Study: Protection Conferred by Johnson & Johnson Vaccine Virtually Disappears After 5 Months
Alarming data in a new study warns protection against the coronavirus from the Johnson & Johnson vaccine falls off of a cliff after about five months.
The study has not been subjected to the scrutiny of a peer review, which in the world of medical studies means that a bit of caution should be taken in assessing the findings.
A preprint of the six-month study of veterans was posted Thursday.
The study of more than 600,000 veterans between February and August said its goal was to learn more about breakthrough infections — those impacting adults who are already vaccinated.
The study noted what has been found elsewhere: Protection declines over time.
“Vaccine protection declined by mid-August 2021, decreasing from 91.9% in March to 53.9%,” it wrote.
“Declines were greatest for the Janssen vaccine followed by Pfizer–BioNTech and Moderna,” it wrote. Janssen is the division of Johnson & Johnson that made the vaccine.
------------
- What is expected: Reproduce the article on the Johnson & Johnson vaccine study word for word, in full.

- Supplied material:
------------
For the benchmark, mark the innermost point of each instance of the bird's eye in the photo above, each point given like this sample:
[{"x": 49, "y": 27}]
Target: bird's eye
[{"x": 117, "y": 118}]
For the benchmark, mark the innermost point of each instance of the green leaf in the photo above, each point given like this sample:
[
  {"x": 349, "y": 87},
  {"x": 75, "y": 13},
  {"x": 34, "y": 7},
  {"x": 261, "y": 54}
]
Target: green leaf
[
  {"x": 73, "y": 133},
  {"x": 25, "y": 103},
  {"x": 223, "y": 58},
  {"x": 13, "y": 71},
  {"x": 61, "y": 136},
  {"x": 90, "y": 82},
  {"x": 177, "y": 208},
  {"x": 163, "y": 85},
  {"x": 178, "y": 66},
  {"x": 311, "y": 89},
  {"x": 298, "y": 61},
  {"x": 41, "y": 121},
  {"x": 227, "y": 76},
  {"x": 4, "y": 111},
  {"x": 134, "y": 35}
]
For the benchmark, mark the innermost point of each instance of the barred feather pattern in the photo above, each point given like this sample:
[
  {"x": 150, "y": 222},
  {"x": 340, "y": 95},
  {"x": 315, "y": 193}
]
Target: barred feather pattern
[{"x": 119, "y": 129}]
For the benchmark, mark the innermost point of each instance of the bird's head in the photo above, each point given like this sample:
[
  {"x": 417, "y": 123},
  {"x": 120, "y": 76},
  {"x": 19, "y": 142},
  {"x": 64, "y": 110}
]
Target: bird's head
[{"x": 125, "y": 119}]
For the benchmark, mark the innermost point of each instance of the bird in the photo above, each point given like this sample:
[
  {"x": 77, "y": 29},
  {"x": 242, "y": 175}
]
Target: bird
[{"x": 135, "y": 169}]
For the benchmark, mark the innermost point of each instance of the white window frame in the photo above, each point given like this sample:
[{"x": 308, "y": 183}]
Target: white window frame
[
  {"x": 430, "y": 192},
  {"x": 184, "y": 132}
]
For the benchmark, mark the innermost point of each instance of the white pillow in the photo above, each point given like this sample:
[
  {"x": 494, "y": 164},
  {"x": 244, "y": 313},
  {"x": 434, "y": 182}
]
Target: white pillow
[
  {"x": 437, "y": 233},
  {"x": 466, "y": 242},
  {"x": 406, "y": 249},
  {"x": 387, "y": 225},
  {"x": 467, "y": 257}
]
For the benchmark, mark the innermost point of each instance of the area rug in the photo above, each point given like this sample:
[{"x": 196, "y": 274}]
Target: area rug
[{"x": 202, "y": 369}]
------------
- Exercise solution:
Study: Protection Conferred by Johnson & Johnson Vaccine Virtually Disappears After 5 Months
Alarming data in a new study warns protection against the coronavirus from the Johnson & Johnson vaccine falls off of a cliff after about five months.
The study has not been subjected to the scrutiny of a peer review, which in the world of medical studies means that a bit of caution should be taken in assessing the findings.
A preprint of the six-month study of veterans was posted Thursday.
The study of more than 600,000 veterans between February and August said its goal was to learn more about breakthrough infections — those impacting adults who are already vaccinated.
The study noted what has been found elsewhere: Protection declines over time.
“Vaccine protection declined by mid-August 2021, decreasing from 91.9% in March to 53.9%,” it wrote.
“Declines were greatest for the Janssen vaccine followed by Pfizer–BioNTech and Moderna,” it wrote. Janssen is the division of Johnson & Johnson that made the vaccine.